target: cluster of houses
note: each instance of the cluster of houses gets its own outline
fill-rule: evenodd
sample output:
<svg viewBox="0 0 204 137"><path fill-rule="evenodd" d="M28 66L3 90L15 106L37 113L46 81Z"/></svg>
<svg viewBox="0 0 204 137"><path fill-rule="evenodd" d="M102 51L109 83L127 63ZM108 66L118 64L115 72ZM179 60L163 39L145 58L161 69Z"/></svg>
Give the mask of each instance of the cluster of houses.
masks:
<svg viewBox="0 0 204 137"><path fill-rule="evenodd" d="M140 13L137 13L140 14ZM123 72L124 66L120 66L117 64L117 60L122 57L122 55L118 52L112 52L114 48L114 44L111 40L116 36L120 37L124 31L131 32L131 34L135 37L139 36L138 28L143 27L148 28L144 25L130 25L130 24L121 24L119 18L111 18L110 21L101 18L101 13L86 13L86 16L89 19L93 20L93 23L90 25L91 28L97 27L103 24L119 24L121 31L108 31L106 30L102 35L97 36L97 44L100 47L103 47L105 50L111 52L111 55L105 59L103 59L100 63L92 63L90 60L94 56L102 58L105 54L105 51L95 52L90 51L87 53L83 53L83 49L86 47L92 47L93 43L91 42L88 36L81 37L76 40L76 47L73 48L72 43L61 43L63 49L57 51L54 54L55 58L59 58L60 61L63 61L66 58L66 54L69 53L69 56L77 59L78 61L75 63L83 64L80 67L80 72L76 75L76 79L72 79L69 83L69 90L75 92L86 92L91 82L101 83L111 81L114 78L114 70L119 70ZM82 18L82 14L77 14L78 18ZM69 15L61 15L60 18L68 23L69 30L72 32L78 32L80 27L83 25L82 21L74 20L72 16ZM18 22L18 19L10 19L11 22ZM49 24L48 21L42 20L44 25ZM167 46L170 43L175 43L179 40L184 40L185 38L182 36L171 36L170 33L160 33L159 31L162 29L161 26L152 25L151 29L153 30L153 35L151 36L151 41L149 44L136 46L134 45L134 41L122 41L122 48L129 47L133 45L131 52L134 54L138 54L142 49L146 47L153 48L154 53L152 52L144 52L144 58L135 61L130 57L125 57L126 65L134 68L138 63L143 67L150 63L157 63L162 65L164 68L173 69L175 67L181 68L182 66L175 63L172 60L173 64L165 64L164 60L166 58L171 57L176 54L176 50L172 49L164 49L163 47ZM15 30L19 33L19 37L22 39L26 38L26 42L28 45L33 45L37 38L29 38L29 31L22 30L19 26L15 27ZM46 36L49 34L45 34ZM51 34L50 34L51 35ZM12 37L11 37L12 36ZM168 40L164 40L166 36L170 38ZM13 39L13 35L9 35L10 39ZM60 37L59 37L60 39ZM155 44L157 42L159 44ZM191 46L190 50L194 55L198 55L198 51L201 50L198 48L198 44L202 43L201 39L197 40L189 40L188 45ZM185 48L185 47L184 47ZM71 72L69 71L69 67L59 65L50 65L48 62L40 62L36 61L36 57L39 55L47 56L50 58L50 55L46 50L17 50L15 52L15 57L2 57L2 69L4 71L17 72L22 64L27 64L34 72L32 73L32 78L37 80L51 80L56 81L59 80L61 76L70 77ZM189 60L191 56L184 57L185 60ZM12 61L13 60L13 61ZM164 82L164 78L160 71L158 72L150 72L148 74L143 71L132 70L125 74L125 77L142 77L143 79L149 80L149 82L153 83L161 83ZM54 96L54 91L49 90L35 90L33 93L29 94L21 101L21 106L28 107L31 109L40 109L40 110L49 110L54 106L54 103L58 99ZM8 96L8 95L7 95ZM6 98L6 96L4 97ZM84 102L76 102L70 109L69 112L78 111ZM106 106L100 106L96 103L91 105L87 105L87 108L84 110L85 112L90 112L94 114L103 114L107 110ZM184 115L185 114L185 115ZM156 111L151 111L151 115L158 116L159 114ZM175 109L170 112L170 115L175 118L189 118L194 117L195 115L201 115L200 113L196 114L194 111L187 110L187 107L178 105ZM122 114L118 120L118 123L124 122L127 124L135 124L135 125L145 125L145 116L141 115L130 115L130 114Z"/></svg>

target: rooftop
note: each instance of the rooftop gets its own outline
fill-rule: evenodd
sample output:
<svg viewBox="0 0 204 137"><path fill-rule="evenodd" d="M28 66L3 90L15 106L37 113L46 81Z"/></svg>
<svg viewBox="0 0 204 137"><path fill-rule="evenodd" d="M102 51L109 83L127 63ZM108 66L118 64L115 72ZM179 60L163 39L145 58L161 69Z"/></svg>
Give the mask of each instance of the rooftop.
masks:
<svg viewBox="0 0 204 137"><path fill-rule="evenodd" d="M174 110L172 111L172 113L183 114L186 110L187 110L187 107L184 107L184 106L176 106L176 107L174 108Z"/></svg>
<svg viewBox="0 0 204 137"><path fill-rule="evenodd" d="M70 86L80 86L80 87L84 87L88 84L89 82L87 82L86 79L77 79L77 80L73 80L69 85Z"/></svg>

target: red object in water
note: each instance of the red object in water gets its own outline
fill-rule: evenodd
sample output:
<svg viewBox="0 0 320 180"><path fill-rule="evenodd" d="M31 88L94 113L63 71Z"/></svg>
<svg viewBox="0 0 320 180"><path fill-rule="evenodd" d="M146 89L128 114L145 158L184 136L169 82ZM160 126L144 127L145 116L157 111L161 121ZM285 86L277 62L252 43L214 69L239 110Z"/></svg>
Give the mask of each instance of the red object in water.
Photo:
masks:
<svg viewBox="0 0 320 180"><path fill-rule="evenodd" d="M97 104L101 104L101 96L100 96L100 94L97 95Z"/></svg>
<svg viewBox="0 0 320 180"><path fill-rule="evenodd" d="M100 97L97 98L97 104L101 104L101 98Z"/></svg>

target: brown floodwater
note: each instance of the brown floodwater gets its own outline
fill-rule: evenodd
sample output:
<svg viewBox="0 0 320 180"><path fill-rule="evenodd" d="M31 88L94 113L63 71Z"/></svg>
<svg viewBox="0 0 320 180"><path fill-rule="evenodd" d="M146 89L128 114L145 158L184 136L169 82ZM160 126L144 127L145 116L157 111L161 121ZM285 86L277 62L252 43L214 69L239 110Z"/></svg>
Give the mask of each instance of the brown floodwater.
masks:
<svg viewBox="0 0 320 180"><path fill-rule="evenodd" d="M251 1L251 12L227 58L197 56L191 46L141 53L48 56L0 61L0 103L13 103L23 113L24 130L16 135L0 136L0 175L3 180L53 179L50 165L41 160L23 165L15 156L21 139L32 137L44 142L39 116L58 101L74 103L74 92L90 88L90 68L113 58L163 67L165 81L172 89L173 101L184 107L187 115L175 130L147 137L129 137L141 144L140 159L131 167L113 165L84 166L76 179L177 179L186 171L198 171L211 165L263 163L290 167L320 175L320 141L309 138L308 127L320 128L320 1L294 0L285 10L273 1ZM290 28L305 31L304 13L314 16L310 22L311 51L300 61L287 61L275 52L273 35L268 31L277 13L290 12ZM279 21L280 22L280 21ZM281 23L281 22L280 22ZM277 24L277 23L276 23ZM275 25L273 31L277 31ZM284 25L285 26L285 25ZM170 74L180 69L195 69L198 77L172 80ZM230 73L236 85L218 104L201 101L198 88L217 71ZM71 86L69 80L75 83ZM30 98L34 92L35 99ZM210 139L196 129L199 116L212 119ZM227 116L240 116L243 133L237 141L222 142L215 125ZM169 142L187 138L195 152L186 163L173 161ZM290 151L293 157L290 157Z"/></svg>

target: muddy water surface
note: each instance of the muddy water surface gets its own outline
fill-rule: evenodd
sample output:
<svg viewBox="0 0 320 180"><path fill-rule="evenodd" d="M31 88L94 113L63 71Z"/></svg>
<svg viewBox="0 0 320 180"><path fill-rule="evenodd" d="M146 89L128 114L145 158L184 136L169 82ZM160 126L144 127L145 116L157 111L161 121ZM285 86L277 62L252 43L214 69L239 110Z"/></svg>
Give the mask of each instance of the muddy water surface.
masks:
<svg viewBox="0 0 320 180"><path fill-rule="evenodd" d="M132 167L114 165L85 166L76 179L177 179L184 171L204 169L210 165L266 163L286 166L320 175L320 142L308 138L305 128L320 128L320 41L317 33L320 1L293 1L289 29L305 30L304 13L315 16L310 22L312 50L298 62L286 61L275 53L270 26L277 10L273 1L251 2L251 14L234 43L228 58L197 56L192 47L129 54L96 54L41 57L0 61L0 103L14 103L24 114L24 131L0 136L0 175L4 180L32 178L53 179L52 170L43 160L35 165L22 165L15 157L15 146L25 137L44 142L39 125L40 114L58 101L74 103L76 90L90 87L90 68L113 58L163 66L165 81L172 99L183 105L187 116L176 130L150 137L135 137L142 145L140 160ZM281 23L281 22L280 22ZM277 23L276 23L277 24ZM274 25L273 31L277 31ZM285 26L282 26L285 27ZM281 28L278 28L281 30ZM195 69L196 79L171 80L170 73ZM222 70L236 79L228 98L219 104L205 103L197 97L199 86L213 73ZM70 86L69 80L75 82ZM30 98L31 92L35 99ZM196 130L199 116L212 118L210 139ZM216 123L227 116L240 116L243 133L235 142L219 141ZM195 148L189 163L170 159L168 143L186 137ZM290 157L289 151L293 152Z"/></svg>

..........

* Task
Your task is to restate, word for word, the lines from the beginning of the records to the line with "Give the mask of each instance of the cluster", inclusive.

* Worked solution
target: cluster of houses
note: each instance of the cluster of houses gets its own outline
fill-rule: evenodd
sample output:
<svg viewBox="0 0 204 137"><path fill-rule="evenodd" d="M28 66L3 90L15 106L37 113L46 81Z"/></svg>
<svg viewBox="0 0 204 137"><path fill-rule="evenodd" d="M102 51L109 83L127 63ZM108 66L118 64L115 72ZM179 60L163 39L145 58L161 69Z"/></svg>
Give the mask of each instance of the cluster of houses.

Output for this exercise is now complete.